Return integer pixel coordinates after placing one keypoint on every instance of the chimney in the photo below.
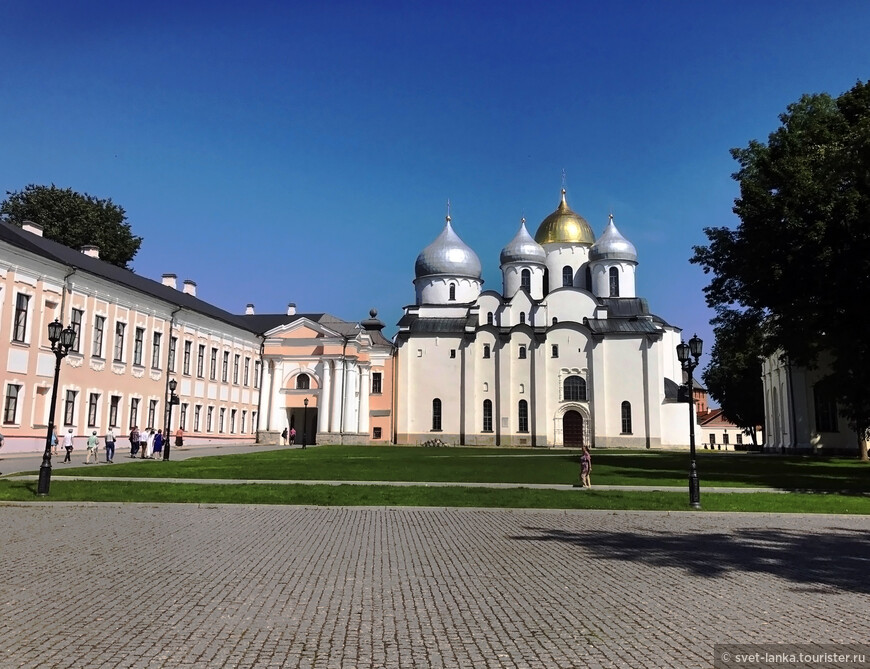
(30, 226)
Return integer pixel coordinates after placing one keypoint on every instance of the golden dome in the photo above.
(564, 226)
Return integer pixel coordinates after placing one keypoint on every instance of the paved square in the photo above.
(110, 585)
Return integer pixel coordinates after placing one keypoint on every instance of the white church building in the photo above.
(564, 354)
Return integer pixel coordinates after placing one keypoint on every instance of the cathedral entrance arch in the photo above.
(572, 429)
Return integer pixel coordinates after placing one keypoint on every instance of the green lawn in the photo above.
(375, 495)
(392, 463)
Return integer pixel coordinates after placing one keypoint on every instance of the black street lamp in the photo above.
(61, 338)
(304, 423)
(173, 399)
(685, 353)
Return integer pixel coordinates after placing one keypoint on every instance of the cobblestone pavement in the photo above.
(113, 585)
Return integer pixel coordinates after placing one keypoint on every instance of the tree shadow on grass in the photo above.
(839, 559)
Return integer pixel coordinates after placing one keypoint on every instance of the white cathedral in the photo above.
(566, 354)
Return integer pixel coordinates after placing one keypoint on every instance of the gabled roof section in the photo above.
(64, 255)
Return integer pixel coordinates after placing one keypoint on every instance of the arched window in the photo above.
(526, 280)
(626, 417)
(575, 389)
(487, 415)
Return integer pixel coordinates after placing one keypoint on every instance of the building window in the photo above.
(826, 408)
(114, 404)
(155, 350)
(119, 341)
(10, 405)
(93, 405)
(134, 411)
(524, 416)
(76, 324)
(99, 330)
(487, 415)
(138, 344)
(626, 418)
(69, 408)
(575, 389)
(170, 362)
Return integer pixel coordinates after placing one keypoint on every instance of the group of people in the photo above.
(146, 444)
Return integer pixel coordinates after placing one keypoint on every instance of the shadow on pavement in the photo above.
(837, 560)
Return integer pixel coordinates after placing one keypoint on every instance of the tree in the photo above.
(74, 220)
(733, 376)
(801, 253)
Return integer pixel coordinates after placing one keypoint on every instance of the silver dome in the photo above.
(611, 245)
(522, 248)
(448, 255)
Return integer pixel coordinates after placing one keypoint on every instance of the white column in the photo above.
(364, 390)
(323, 400)
(335, 414)
(351, 417)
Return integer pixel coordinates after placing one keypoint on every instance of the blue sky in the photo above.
(332, 134)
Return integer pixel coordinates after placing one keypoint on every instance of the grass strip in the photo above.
(348, 495)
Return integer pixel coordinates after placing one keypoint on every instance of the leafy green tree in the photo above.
(801, 253)
(733, 376)
(75, 220)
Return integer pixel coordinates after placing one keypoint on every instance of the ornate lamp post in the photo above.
(685, 354)
(173, 399)
(305, 423)
(62, 339)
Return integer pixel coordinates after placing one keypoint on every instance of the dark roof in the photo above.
(51, 250)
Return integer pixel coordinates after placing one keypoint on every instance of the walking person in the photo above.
(110, 445)
(67, 445)
(134, 441)
(158, 445)
(585, 468)
(93, 447)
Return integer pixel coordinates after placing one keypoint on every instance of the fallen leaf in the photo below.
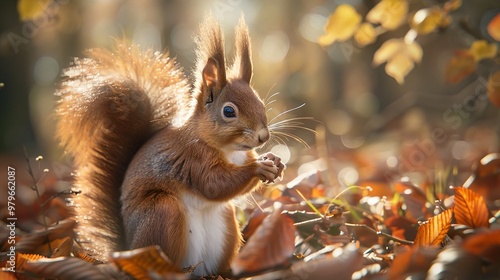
(65, 268)
(365, 35)
(485, 245)
(460, 66)
(140, 262)
(452, 5)
(341, 25)
(7, 275)
(434, 231)
(486, 179)
(494, 88)
(402, 227)
(271, 245)
(470, 208)
(31, 9)
(413, 263)
(453, 262)
(389, 13)
(427, 20)
(23, 259)
(400, 57)
(493, 27)
(414, 198)
(480, 49)
(345, 262)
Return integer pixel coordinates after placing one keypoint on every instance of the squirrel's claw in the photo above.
(271, 168)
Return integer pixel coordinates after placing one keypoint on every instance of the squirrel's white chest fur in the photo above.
(206, 234)
(207, 227)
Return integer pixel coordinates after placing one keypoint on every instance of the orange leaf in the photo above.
(402, 227)
(494, 88)
(494, 27)
(470, 208)
(434, 231)
(486, 178)
(414, 198)
(270, 246)
(416, 259)
(141, 262)
(461, 65)
(347, 260)
(66, 268)
(485, 245)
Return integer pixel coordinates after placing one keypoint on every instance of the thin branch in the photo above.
(388, 236)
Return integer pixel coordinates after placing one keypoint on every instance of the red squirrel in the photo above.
(158, 160)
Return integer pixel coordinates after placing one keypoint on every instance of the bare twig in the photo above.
(402, 241)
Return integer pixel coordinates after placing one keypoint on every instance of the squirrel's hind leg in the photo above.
(158, 219)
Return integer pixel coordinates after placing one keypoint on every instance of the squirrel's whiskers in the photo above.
(282, 130)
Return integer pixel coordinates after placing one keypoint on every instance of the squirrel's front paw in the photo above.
(270, 167)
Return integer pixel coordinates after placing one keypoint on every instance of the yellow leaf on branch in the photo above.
(461, 65)
(389, 13)
(31, 9)
(341, 25)
(427, 20)
(400, 57)
(365, 34)
(480, 49)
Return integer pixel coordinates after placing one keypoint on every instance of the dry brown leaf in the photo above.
(485, 245)
(434, 231)
(470, 208)
(415, 199)
(402, 227)
(347, 260)
(141, 262)
(481, 49)
(486, 179)
(453, 262)
(389, 13)
(270, 246)
(6, 275)
(341, 25)
(23, 259)
(416, 260)
(494, 88)
(400, 57)
(65, 268)
(452, 5)
(460, 66)
(427, 20)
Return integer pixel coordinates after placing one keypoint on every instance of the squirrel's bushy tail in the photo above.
(111, 103)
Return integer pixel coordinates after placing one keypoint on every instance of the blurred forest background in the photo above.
(375, 127)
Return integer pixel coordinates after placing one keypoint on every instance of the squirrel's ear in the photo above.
(211, 74)
(214, 78)
(242, 66)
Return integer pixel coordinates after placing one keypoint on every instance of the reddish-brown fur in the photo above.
(130, 119)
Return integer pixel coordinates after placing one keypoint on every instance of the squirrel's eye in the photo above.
(229, 112)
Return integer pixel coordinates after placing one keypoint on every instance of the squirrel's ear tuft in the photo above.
(211, 68)
(242, 66)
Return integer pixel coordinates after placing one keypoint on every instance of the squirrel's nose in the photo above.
(263, 135)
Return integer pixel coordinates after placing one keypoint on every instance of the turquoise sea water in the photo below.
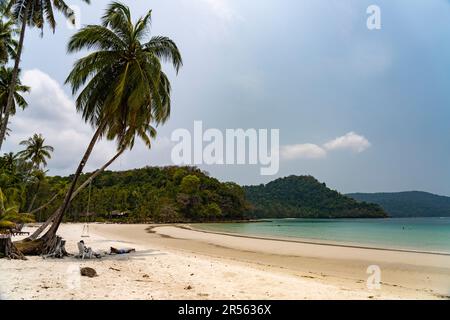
(421, 234)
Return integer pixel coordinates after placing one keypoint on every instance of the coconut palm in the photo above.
(125, 89)
(8, 43)
(5, 84)
(10, 216)
(33, 13)
(36, 151)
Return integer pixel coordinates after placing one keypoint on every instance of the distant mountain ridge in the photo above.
(408, 204)
(305, 197)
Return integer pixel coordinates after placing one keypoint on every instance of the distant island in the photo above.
(305, 197)
(187, 194)
(408, 204)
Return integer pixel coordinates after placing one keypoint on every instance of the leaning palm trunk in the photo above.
(15, 73)
(49, 240)
(34, 196)
(37, 233)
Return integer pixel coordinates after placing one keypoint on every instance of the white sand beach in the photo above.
(178, 263)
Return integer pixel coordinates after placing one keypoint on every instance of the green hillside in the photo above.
(305, 197)
(152, 194)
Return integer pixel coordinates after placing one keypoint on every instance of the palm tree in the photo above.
(9, 161)
(36, 151)
(8, 43)
(124, 86)
(5, 85)
(10, 216)
(34, 13)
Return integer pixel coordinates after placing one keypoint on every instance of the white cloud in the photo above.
(302, 151)
(52, 112)
(350, 141)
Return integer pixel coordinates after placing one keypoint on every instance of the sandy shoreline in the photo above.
(178, 263)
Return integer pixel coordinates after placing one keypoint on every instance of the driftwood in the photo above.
(60, 249)
(88, 272)
(8, 249)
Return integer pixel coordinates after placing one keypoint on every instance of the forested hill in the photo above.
(305, 197)
(408, 204)
(169, 194)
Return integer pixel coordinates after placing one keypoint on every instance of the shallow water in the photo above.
(422, 234)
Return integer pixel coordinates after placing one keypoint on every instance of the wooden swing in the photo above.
(85, 232)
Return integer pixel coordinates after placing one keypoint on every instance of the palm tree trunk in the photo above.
(12, 85)
(34, 196)
(36, 234)
(49, 239)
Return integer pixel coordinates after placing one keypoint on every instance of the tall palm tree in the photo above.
(8, 43)
(124, 86)
(33, 13)
(5, 85)
(36, 151)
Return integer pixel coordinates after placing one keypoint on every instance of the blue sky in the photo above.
(309, 68)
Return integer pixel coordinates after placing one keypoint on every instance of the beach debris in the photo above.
(114, 269)
(88, 272)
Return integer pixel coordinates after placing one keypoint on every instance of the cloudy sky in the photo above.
(360, 110)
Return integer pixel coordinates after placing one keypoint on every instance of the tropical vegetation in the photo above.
(305, 197)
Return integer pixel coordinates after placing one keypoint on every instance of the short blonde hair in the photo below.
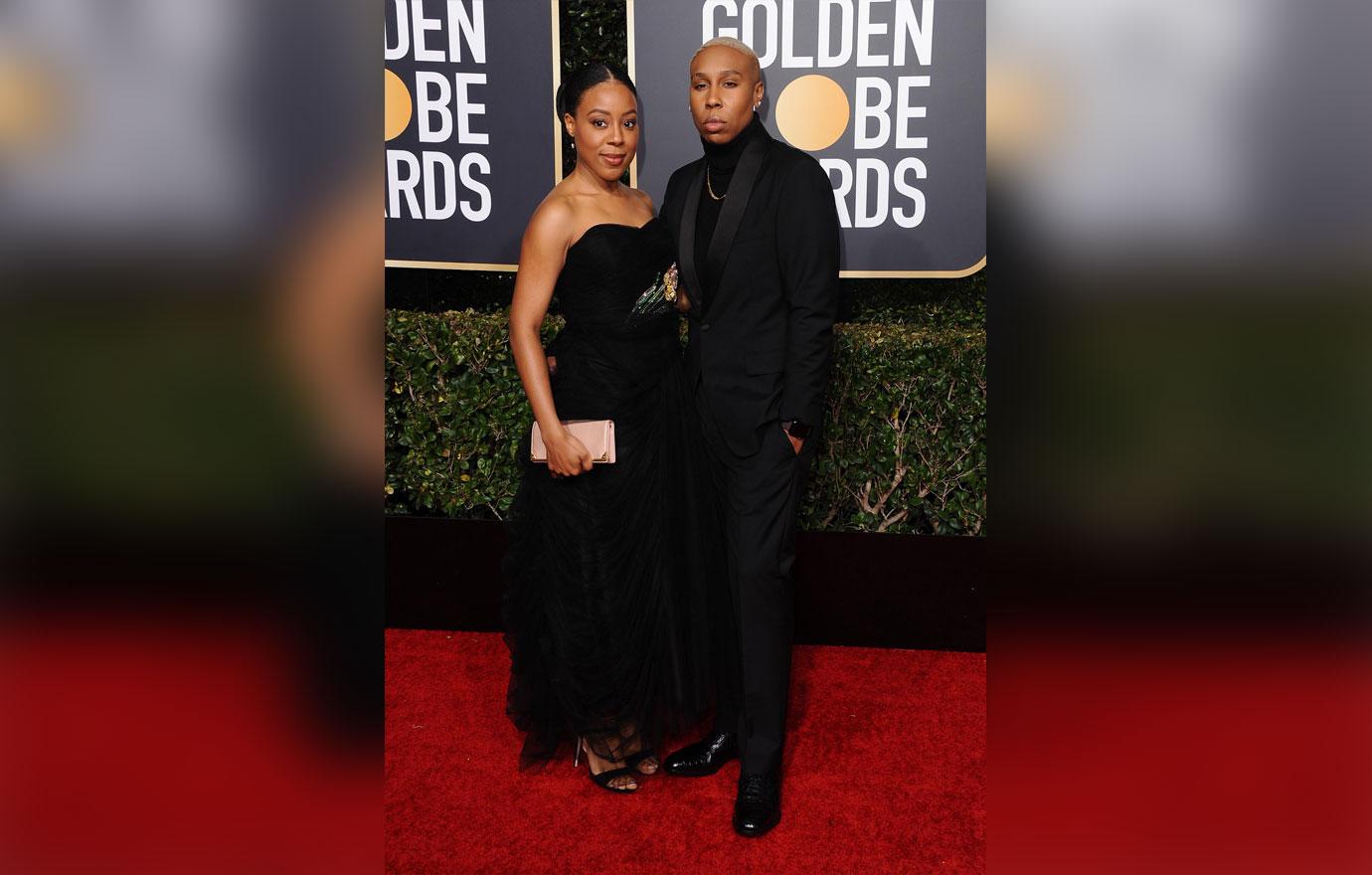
(739, 46)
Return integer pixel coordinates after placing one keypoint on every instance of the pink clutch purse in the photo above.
(599, 437)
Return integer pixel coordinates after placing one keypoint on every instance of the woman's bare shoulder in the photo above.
(643, 198)
(553, 219)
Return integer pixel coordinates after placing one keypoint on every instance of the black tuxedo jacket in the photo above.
(761, 342)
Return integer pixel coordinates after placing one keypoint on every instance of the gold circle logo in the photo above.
(812, 112)
(398, 105)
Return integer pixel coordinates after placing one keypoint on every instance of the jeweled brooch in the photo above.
(670, 282)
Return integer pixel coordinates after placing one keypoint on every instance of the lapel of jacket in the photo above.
(732, 216)
(686, 239)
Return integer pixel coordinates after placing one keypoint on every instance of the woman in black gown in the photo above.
(603, 607)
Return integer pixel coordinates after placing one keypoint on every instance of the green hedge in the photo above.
(905, 447)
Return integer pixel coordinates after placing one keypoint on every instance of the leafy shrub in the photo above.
(905, 444)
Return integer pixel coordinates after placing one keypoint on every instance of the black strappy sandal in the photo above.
(609, 776)
(634, 759)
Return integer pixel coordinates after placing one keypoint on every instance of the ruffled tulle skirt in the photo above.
(605, 608)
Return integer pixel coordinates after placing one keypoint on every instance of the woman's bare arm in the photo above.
(542, 254)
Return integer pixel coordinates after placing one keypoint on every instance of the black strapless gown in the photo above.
(605, 603)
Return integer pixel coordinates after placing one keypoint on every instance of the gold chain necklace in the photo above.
(708, 188)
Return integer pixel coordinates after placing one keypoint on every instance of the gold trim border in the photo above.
(632, 75)
(401, 262)
(913, 274)
(557, 82)
(557, 162)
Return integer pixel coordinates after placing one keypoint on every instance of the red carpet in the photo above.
(885, 774)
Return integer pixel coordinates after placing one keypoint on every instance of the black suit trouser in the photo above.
(759, 498)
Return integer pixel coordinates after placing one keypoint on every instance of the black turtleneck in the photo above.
(721, 159)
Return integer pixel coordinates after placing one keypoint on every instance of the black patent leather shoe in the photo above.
(703, 758)
(758, 806)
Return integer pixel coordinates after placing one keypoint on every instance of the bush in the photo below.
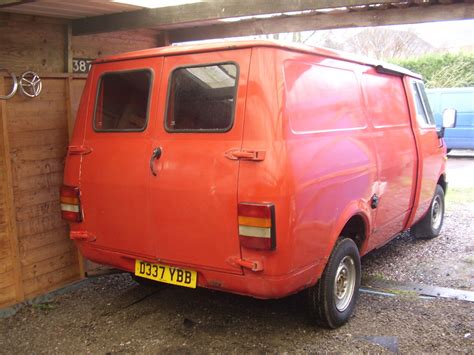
(442, 70)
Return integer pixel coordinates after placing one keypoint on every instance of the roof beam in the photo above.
(394, 16)
(10, 3)
(203, 12)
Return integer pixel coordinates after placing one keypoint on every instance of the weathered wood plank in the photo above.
(12, 249)
(321, 21)
(50, 151)
(100, 45)
(35, 48)
(39, 240)
(39, 108)
(50, 265)
(34, 184)
(50, 281)
(28, 212)
(39, 225)
(6, 266)
(26, 168)
(37, 120)
(203, 12)
(47, 251)
(7, 296)
(7, 279)
(39, 138)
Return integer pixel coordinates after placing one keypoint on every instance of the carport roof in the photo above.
(224, 45)
(205, 19)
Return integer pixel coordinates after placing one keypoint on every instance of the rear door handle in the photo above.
(155, 155)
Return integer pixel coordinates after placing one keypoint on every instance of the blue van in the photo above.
(461, 99)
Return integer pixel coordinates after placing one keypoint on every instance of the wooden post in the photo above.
(68, 49)
(10, 210)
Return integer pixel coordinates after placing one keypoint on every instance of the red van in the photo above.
(255, 168)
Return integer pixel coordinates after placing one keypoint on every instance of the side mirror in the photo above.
(449, 120)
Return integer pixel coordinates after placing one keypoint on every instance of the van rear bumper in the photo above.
(253, 284)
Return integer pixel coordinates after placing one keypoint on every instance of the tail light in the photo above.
(257, 226)
(70, 204)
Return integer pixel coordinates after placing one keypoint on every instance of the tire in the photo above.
(329, 307)
(430, 225)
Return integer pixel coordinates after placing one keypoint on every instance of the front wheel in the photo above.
(332, 300)
(430, 225)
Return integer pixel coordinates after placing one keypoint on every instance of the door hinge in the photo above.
(78, 150)
(251, 155)
(82, 235)
(253, 265)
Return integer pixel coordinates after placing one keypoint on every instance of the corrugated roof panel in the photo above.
(70, 9)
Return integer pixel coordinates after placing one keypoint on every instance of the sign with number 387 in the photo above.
(81, 65)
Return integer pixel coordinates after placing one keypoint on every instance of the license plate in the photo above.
(167, 274)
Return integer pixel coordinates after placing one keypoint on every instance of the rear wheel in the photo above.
(332, 300)
(430, 225)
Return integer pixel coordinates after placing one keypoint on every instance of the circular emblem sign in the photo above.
(30, 84)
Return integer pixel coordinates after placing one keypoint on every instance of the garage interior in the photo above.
(57, 39)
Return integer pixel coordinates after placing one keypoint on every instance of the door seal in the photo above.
(78, 150)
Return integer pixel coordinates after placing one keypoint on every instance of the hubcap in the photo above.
(436, 212)
(344, 283)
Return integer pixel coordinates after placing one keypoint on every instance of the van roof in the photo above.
(382, 67)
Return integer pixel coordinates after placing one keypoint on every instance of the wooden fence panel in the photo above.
(36, 254)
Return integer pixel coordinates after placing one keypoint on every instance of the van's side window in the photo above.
(424, 114)
(386, 94)
(122, 101)
(202, 98)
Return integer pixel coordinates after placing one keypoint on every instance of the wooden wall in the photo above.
(36, 254)
(38, 43)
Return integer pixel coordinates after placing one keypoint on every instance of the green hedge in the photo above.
(442, 70)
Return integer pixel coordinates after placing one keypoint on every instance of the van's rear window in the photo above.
(202, 98)
(122, 101)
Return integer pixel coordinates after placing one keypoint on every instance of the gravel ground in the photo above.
(112, 314)
(447, 260)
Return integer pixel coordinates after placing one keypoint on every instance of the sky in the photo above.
(439, 34)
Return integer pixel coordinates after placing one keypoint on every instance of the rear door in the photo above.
(115, 174)
(194, 185)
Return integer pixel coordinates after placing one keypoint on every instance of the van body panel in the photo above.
(339, 139)
(330, 152)
(389, 117)
(431, 152)
(115, 176)
(194, 192)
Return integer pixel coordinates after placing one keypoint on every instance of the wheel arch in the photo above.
(354, 223)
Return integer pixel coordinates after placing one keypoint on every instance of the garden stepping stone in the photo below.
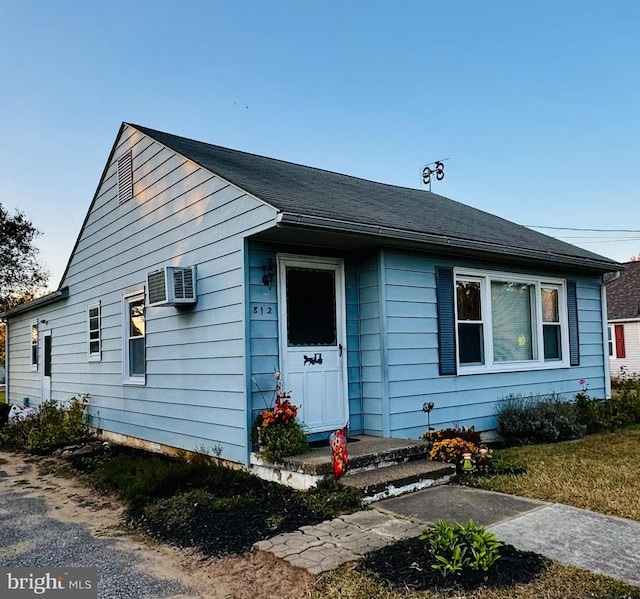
(330, 544)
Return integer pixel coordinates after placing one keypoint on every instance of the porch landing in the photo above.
(381, 467)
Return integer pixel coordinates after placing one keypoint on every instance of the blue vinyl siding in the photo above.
(470, 400)
(371, 347)
(181, 214)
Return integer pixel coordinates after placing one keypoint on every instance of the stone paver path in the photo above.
(330, 544)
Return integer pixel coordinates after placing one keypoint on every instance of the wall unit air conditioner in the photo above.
(172, 286)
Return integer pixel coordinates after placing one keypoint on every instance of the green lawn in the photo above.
(598, 472)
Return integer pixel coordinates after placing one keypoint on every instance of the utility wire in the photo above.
(578, 229)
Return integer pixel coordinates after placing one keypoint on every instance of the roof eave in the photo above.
(39, 302)
(440, 241)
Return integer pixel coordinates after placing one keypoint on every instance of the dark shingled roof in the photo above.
(623, 293)
(298, 190)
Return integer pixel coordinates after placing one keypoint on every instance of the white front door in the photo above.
(313, 353)
(45, 361)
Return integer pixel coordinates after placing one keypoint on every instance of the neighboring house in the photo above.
(371, 299)
(623, 309)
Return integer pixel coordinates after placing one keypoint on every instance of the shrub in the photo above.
(450, 450)
(538, 419)
(460, 548)
(54, 425)
(280, 440)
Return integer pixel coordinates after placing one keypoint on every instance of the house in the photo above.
(623, 309)
(199, 270)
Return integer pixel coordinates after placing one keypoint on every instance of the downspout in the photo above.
(360, 381)
(5, 323)
(605, 342)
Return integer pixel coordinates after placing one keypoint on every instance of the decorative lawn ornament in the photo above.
(467, 462)
(339, 457)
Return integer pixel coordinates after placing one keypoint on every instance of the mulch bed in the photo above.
(222, 517)
(407, 564)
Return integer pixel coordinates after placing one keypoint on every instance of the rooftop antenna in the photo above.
(433, 168)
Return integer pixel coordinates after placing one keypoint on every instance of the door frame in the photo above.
(44, 379)
(337, 266)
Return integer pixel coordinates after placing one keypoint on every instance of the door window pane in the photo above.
(311, 307)
(511, 317)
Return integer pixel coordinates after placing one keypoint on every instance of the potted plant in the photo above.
(277, 430)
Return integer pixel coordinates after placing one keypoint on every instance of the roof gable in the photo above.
(623, 293)
(300, 190)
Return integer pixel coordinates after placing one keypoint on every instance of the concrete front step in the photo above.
(365, 453)
(398, 479)
(382, 467)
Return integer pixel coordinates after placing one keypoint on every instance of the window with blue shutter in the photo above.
(446, 321)
(572, 313)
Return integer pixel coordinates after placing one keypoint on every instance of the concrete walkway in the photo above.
(588, 540)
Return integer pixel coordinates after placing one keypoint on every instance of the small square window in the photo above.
(34, 345)
(94, 339)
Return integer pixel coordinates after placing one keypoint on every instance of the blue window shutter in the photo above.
(446, 320)
(572, 310)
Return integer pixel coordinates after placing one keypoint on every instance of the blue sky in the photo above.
(536, 105)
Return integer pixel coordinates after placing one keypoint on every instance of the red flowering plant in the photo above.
(277, 430)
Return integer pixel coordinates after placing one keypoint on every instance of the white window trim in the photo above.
(127, 298)
(611, 341)
(34, 365)
(486, 276)
(95, 356)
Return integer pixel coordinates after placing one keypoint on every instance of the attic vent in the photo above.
(125, 177)
(172, 286)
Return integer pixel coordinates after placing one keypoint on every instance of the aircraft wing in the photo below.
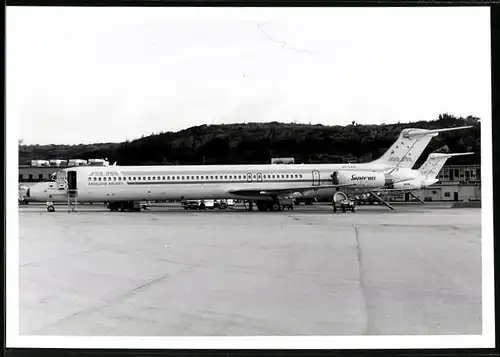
(262, 191)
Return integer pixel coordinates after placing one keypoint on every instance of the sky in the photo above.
(87, 75)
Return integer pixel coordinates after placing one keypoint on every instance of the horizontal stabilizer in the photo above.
(443, 155)
(414, 133)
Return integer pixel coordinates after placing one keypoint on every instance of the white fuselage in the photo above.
(133, 183)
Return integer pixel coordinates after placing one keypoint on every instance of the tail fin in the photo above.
(410, 144)
(435, 161)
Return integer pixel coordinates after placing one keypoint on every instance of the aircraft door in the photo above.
(316, 178)
(72, 180)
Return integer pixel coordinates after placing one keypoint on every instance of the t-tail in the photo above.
(410, 144)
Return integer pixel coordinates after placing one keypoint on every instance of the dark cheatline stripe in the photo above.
(175, 182)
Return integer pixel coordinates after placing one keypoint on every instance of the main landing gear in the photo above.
(380, 199)
(275, 205)
(122, 206)
(50, 206)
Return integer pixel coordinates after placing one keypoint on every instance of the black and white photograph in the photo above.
(249, 177)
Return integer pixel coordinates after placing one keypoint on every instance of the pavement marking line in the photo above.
(361, 280)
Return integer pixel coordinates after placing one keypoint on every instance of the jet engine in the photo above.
(359, 178)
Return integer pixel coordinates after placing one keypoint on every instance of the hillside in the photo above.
(259, 142)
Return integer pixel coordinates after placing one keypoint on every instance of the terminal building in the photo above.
(456, 183)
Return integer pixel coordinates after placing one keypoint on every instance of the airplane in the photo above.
(426, 175)
(407, 180)
(124, 187)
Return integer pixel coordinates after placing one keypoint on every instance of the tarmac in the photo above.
(169, 272)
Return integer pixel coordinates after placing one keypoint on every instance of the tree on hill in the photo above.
(254, 143)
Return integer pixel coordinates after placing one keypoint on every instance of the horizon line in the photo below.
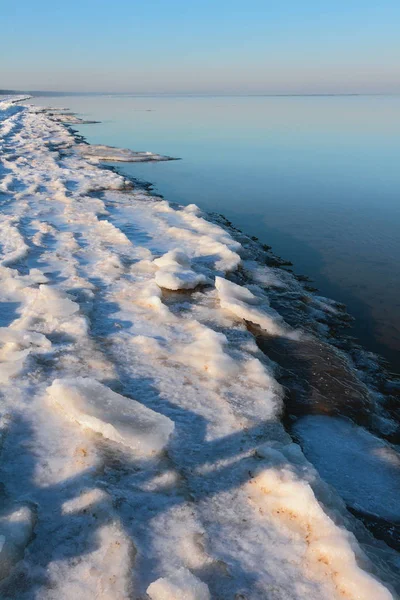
(194, 94)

- _EXERCISE DIRECTIONS_
Quote exactly the lines from the line that contains "t-tail in the photo above." through the last line of the listing, please, leaving out all pictures.

- _COMPLETE OUTPUT_
Return integer pixel coordinates after placing one keypoint on every instance of the t-tail in the photo above.
(410, 144)
Return integer pixel coordinates after placing one keypoint on every instance of the dark cheatline stripe in the photo above.
(175, 182)
Return integer pixel coordinates after placing one keypoint on every instance of the main landing gear in the photo above.
(380, 199)
(275, 205)
(122, 206)
(50, 206)
Return integer pixel coordinates after placing one keypoint on every instance of the black and white photograph in the photo above.
(249, 177)
Return integer pixel coordinates after placing one keypoint on every instance of the pavement marking line in the photo above.
(361, 280)
Return integer pixel coordinates after placing one keypoint on every instance of the jet engine in the photo above.
(359, 178)
Return integer pixel coordinates after placing one keypoint on every instance of the hillside in the photo above.
(259, 142)
Return integer pixel coordinates after placing one keypoint on every instance of the terminal building in the photo above.
(456, 183)
Return integer pixel coordinates after placing one keypoint on every instance of the airplane in the photo above.
(426, 175)
(407, 180)
(124, 187)
Return integer pixel coordinates after placing one keypoint on every instance of the tarmac in the photo above.
(169, 272)
Return integer pixel coordinates after placing one keypoint on every instance of the tree on hill in the photo above.
(254, 143)
Return integer pixel coordinates after placing one keypoint on every instance of the horizon line in the photo below.
(194, 94)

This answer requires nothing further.